[Problem] In the data below, find each line that contains the word "brass" and copy it.

[Excerpted data]
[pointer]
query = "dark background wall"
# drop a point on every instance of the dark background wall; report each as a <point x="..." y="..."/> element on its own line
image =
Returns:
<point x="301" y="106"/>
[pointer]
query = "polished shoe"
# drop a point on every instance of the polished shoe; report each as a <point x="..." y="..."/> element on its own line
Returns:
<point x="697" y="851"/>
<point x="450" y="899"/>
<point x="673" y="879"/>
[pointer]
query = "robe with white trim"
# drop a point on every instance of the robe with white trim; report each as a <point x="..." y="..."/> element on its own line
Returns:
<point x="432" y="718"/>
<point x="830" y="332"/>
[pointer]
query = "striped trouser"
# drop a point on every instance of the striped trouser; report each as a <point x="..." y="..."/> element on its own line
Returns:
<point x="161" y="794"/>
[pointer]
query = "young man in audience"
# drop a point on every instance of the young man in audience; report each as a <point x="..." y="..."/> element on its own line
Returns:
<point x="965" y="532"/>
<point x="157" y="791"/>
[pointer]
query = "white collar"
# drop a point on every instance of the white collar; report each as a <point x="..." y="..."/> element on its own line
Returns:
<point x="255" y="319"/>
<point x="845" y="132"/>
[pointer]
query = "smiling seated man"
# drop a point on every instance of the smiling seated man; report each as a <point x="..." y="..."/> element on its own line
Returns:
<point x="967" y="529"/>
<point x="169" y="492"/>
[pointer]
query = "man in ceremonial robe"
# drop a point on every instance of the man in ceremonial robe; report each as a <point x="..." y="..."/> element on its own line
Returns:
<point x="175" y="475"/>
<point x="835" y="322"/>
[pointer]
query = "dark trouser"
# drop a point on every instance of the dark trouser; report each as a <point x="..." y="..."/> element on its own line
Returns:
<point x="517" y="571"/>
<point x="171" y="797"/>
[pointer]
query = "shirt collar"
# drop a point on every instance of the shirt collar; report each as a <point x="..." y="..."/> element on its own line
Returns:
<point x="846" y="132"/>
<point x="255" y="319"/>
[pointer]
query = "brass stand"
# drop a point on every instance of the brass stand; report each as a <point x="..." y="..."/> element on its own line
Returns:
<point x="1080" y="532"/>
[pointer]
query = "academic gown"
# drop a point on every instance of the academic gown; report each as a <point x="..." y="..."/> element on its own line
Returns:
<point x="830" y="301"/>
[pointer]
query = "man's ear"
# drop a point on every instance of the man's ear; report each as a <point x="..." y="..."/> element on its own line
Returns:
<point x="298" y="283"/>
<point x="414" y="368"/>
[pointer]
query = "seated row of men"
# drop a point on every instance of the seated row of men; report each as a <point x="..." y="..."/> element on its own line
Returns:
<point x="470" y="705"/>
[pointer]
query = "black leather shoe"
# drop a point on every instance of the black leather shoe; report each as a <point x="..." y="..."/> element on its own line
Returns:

[Exercise output]
query = "brass stand"
# drop a point on every instance of the brass stand; report each as a <point x="..." y="..."/> element on its own line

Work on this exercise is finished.